== Kegiatan 1 ==
Jawab pertanyaan berikut berdasarkan teks tentang mewangikan masjid.
(a) Apa nama asap wangi yang biasa dipakai di Arab?
(b) Mengapa Rasulullah shallallahu 'alaihi wa sallam melarang orang yang makan bawang datang ke masjid?
(c) Apa pengaruh wanginya masjid dalam shalat?
== Kegiatan 2 ==
Lanjutkan teks tentang mewangikan masjid mulai dari kalimat terakhirnya.

== Blok teks ==
-- -- --
Hadis pula menunjukkan perintah untuk mewangikan masjid dengan pewangi yang ada. Kalau di arab biasa menggunakan asap wangi yang dinamakan bukhur (dupa).
Jika aroma-aroma jelek dilarang di masjid karena mengganggu, maka yang wangi diperintahkan, karena itulah Rasulullah shallallahu 'alaihi wa sallam melarang yang makan bawang ke masjid karena aromanya mengganggu (busuk).
Ada sesuatu yang perlu diluruskan, bahwa ketika kita masuk masjid tidak mencium apa-apa, dan ini menyalahi sunnah, karena sunnahnya masjid diwangikan (semampunya). Wanginya masjid memiliki pengaruh ke kejiwaan sehingga menjadi lebih tenang dan khusyu dalam shalat.
❓Apakah wajib penduduk di perkampungan shalat di masjid mereka sendiri (dari hadits ini)?
-- -- --
== Informasi yang diberikan ==
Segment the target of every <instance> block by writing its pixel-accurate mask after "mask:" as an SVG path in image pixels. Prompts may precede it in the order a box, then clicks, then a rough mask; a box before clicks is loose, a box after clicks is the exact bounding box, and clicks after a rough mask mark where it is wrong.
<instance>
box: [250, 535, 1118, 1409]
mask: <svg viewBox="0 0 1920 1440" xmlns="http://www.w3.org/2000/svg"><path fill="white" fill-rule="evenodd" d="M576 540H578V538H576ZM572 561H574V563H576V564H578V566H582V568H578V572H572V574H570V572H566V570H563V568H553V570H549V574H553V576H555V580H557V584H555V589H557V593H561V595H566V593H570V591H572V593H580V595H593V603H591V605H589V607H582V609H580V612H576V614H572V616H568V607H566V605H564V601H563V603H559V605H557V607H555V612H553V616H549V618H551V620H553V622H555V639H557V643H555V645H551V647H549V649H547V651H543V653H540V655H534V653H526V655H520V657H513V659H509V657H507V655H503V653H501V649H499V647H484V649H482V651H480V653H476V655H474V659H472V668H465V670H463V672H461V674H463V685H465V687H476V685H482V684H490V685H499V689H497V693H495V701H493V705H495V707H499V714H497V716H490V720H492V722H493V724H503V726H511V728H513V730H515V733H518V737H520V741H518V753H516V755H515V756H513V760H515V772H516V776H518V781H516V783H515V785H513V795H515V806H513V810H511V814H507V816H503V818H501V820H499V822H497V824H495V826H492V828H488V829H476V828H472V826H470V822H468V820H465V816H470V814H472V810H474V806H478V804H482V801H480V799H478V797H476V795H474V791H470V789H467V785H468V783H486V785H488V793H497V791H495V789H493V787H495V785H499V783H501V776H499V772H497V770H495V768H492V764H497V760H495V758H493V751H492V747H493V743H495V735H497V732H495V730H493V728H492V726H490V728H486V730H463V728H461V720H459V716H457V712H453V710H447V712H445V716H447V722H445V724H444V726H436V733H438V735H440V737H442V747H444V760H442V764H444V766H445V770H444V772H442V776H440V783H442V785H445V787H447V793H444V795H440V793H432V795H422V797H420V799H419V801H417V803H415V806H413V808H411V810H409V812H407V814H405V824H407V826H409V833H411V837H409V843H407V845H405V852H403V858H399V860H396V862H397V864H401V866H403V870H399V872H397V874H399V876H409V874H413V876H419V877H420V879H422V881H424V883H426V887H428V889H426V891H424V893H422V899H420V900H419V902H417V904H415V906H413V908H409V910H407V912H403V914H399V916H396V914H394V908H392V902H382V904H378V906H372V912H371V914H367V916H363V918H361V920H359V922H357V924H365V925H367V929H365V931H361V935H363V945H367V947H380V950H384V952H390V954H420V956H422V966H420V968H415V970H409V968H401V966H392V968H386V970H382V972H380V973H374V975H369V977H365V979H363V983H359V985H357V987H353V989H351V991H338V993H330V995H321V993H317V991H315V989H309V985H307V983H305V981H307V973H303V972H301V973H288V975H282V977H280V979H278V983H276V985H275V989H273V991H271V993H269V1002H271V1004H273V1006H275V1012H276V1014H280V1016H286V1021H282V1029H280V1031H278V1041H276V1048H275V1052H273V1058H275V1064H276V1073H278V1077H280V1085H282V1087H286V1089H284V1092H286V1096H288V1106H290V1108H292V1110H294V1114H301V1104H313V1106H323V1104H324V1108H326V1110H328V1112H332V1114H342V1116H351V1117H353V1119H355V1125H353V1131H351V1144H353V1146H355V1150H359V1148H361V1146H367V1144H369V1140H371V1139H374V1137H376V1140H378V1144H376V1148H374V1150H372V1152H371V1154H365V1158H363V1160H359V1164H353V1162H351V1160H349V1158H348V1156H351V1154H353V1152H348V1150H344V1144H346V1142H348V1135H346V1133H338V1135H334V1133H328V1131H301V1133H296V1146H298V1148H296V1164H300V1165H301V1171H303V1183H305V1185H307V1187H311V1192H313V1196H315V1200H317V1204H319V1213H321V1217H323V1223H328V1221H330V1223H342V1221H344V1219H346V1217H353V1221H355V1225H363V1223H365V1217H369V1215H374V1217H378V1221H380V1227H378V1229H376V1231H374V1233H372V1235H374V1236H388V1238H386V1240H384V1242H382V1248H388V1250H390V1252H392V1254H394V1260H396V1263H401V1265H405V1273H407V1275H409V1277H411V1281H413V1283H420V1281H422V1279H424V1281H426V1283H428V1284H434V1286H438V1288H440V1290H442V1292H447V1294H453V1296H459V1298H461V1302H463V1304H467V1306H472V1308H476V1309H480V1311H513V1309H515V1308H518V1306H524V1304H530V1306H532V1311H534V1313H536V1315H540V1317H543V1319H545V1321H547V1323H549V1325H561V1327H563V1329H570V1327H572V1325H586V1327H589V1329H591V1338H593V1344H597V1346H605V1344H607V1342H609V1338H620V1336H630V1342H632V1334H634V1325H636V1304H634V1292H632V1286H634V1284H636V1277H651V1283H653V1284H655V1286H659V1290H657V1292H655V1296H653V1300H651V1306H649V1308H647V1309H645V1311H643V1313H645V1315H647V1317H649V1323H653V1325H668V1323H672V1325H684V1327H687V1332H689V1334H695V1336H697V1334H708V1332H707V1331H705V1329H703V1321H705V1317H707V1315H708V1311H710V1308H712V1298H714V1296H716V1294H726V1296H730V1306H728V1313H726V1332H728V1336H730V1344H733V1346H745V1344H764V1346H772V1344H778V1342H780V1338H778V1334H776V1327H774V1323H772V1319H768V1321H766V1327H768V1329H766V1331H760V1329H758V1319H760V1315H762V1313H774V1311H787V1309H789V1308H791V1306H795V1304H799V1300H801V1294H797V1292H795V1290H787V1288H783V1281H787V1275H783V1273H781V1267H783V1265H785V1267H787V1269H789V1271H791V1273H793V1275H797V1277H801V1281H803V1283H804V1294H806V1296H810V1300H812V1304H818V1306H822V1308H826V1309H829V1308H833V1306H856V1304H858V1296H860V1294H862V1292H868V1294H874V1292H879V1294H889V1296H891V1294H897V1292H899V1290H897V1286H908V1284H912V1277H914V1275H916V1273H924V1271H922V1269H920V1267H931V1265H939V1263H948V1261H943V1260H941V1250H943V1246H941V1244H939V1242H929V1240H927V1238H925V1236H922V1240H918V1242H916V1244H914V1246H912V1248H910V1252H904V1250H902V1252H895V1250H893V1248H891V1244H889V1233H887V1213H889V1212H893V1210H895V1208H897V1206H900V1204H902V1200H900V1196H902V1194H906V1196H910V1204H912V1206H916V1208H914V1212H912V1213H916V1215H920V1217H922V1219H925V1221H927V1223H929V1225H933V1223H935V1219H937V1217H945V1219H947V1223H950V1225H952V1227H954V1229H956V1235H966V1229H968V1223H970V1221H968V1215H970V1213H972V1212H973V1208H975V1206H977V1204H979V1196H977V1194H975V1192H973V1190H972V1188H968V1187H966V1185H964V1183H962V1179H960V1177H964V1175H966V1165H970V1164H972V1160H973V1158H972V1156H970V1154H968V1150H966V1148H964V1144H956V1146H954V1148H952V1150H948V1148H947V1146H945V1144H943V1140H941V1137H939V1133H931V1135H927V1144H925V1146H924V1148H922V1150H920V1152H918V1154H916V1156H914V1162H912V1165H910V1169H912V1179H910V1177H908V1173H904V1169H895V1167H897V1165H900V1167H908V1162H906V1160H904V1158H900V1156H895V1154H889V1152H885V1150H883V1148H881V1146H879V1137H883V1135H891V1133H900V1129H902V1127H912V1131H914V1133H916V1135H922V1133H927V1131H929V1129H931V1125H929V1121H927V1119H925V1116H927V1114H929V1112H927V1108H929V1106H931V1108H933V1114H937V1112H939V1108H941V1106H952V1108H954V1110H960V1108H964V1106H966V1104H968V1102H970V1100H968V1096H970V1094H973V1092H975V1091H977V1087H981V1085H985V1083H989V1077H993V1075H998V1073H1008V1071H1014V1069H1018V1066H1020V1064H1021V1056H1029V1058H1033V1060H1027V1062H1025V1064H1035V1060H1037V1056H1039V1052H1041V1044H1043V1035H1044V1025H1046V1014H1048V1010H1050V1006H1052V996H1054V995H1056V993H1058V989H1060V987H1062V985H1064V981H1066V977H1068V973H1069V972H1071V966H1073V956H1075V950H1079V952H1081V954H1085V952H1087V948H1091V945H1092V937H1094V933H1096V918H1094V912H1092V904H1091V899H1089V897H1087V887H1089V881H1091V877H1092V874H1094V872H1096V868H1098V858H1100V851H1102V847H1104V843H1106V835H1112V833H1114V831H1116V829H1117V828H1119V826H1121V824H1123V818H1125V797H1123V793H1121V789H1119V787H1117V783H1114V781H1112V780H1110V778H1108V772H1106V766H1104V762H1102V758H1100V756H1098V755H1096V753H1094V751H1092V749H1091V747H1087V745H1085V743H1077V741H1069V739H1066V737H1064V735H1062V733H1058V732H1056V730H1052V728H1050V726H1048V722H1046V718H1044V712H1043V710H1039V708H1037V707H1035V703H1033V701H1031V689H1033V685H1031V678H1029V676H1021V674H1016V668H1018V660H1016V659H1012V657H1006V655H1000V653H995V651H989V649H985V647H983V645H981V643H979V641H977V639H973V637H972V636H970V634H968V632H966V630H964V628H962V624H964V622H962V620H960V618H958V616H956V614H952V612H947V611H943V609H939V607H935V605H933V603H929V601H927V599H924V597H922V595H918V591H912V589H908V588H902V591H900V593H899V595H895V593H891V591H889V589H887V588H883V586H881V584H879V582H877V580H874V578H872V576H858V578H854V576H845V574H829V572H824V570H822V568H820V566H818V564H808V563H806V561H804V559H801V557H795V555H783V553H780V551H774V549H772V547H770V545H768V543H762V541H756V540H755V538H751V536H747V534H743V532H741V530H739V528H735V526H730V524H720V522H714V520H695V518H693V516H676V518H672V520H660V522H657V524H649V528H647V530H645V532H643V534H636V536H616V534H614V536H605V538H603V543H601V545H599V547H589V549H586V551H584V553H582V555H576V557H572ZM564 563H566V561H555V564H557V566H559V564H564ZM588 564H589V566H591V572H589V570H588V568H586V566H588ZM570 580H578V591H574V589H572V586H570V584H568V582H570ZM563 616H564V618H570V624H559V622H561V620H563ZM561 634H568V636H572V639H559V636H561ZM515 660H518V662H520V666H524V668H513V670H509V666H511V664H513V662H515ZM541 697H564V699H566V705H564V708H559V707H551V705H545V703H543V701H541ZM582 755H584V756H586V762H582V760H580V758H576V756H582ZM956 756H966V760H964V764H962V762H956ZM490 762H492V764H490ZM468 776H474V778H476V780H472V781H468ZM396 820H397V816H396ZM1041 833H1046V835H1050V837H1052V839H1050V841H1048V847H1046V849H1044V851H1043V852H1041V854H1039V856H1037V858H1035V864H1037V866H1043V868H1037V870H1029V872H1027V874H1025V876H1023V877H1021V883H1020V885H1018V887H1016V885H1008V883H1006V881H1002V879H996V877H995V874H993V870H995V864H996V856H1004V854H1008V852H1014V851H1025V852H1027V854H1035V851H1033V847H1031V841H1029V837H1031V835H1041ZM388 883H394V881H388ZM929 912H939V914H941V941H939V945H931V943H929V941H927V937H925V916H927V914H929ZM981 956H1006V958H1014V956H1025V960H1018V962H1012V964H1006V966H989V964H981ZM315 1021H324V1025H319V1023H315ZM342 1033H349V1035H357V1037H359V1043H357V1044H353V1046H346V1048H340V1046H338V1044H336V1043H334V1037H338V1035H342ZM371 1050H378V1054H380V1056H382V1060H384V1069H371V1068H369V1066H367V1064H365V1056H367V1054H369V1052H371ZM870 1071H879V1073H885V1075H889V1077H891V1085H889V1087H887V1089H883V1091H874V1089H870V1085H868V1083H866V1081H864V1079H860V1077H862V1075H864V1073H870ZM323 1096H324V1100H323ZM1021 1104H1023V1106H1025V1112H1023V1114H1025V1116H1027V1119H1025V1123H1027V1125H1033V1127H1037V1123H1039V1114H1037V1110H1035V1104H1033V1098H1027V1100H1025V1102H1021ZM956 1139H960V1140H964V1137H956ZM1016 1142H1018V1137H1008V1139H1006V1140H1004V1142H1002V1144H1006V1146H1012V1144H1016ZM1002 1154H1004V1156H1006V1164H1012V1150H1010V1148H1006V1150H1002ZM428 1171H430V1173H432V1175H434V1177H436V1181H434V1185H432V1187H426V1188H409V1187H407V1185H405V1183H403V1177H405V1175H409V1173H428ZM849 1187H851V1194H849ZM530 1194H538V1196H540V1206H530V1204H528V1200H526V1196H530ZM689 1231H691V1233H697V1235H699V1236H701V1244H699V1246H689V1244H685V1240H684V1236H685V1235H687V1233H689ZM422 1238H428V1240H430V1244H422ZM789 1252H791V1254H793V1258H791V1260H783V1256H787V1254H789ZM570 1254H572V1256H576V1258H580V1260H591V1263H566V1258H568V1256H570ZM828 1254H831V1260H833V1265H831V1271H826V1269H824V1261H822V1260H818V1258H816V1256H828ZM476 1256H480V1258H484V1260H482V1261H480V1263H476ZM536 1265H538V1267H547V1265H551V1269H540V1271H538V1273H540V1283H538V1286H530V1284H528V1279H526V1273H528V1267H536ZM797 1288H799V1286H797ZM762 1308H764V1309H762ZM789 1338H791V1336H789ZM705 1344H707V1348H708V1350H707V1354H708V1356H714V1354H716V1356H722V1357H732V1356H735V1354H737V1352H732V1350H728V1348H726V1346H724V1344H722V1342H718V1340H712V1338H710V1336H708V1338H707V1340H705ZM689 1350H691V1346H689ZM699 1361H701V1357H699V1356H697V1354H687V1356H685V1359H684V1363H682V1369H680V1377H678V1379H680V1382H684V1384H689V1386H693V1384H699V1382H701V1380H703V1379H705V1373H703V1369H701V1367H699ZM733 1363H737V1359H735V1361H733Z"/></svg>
-- -- --
== Jawaban tertulis 1 ==
(a) Bukhur (dupa).
(b) Karena aromanya mengganggu (busuk).
(c) Wanginya masjid berpengaruh pada kejiwaan sehingga orang menjadi lebih tenang dan khusyu dalam shalat.

== Jawaban tertulis 2 ==
Tentunya kalau diwajibkan itu berat kalau penduduk kampung harus shalat di masjidnya sendiri, karena orang di posisi dimana? itu sangat memberatkan
✅Yang jelas sunnahnya, setiap perkampungan kaum muslimin, Rasulullah shallallahu 'alaihi wa sallam perintahkan agar mereka membangun masjid agar lebih leluasa untuk shalat
Di masa belakangan ini, bangunan masjid menjadi perlombaan dan saling adu fasilitas dan yang mereka punya bahkan seringnya ada persaingan yang tidak sehat. Walhasil, orang terkadang hanya memikirkan bangunan fisik dan materi tanpa ingat dan peduli yang jauh lebih manfaat dari itu berupa pembekalan ilmu yang bermanfaat, pendidikan amal shaleh dan tarbiyah yang baik.
Audio Kajian (Klik untuk mendengarkan)
Kajian bersama al Ustadz Usamah Faishal Mahri Hafizhahullah
2. Bulughul Maram Bab Masjid-Masjid (Audio)
Penjelasan :
Setan ketika menyeret seseorang kepada kemusyrikan tidaklah langsung, akan tetapi diseret pelan-pelan sampai nanti pada akhirnya orang yang mati akan diibadahi selain Allah. Dengan demikian bangunan masjid di kuburan menjadi kabair dzunub (dosa yang sangat besar) karena itu wasilah yang mengantar orang kepada syirik kepada Allah. Kalau wasilahnya saja sudah sangat besar dosanya di sisi Allah terlebih-lebih lagi tujuannya tentu lebih besar lagi dosanya.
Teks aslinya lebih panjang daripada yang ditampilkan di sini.